§ EXTRACTED TEXT:
※ ※ ※

The support for Greek in the HTML Character Entities is really accidental. The Greek Entities were really meant for writing math formulas, not for display of Greek text. For the same reason, there is an HTML Entity for one Hebrew letter (Aleph). But there are no entities for Russian, Arabic, or Chinese.
It is also possible to specify a single character by its numerical Unicode encoding. With this, one can in principle specify any character from any of the world’s writing systems:
HTML code | Rendered |
---|---|
ش |
ش |
ฒ |
ฒ |
两 |
两 |
Of course, the HTML code in this approach is even less readable than with the HTML Character Encodings. One has to have a Unicode table to read it at all.
Furthermore, since HTML Entities was really meant for display of single characters, the browser may have a hard time displaying words in languages such as Arabic, where the shape of one letter depends on the surrounding letters. See below for a solution to this problem.
Character encodings
For historical and technical reasons, there are numerous character encodings, some to accommodate different languages, some invented by different companies.
If you produce your document in one encoding, and your user’s browser interprets it as another, it is likely to appear as computer-gibberish, and will at least have some misinterpreted characters.
Some important encodings include:
- ASCII
- ISO-8859-1 through ISO-8859-16
- Unicode
The Unicode (UTF) encodings represent the ultimate solution to the problem of encoding all human written languages. However, to date, not all of Unicode is completely implemented on any browser, or any platform. Whole languages are missing, fonts aren’t complete, and some platforms don’t support it at all.
The International Standards Organization (ISO ) series of encodings iso-8858 represent a fairly safe intermediate step to Unicode. For Western European languages, iso-8859-15 (Latin-9) does almost everything. The other iso-8859 encodings provide support for mixtures of Western and Eastern European languages, and a few other alphabetic writing systems, such as Arabic, Hebrew, and Thai.
Before the iso-8859 encodings, and before Unicode, many other character encodings were invented by different groups for special purposes. There are several encodings for Chinese and Japanese, and several that permit Russian, Arabic, Hebrew, Thai, etc. to be mixed with Western languages.
Specify an encoding
The de facto default encoding on the Web is Latin-1 (iso-8859-1). That means, if the user’s browser gets no other information about a page’s encoding, it will assume Latin-1 (most browsers also allow the user to alter this default, but to do so is not usually a good idea).
Unless you are very sure your document will end up as Latin-1, you should always inform your user’s browser as to which encoding you intend. Since different HTML files may have different encodings, it is best for this information to be contained in the document.
The HTML way is to place a special meta
tag in the head
section of the document.
For example, for mixed Greek and English text, the encoding iso-8859-7
is a good choice.
<meta http-equiv="Content-Type" content="text/html;charset=iso-8859-7" />
If your document is XHTML rather than HTML, it is best to put the information
in the xml
tag in the first line of the document:
<?xml version="1.0" encoding="iso-8859-15"?>
For best results in XHTML, use both the xml
and
meta
tags.

※ ※ ※

§ PROBLEMS TO SOLVE:
a: Translate this sentence from the text on character encodings into Spanish: "The de facto default encoding on the Web is Latin-1 (iso-8859-1)."
b: Output everything from "It is also possible" down to "to this problem." in the text on character encodings, without changing a word.
c: According to the text on character encodings, which encoding does almost everything for Western European languages?
The listing that follows is not needed for any of this work.

§ DATA PROVIDED:
※ ※ ※

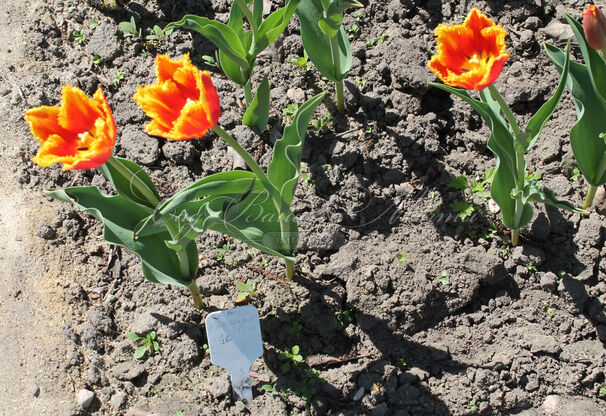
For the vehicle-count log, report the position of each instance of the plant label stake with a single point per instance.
(234, 340)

※ ※ ※

§ REPLIES:
a: La codificación predeterminada de facto en la web es Latin-1 (iso-8859-1).

b:
It is also possible to specify a single character by its numerical Unicode encoding. With this, one can in principle specify any character from any of the world’s writing systems:
HTML code | Rendered |
---|---|
ش |
ش |
ฒ |
ฒ |
两 |
两 |
Of course, the HTML code in this approach is even less readable than with the HTML Character Encodings. One has to have a Unicode table to read it at all.
Furthermore, since HTML Entities was really meant for display of single characters, the browser may have a hard time displaying words in languages such as Arabic, where the shape of one letter depends on the surrounding letters. See below for a solution to this problem.

c: iso-8859-15 (Latin-9)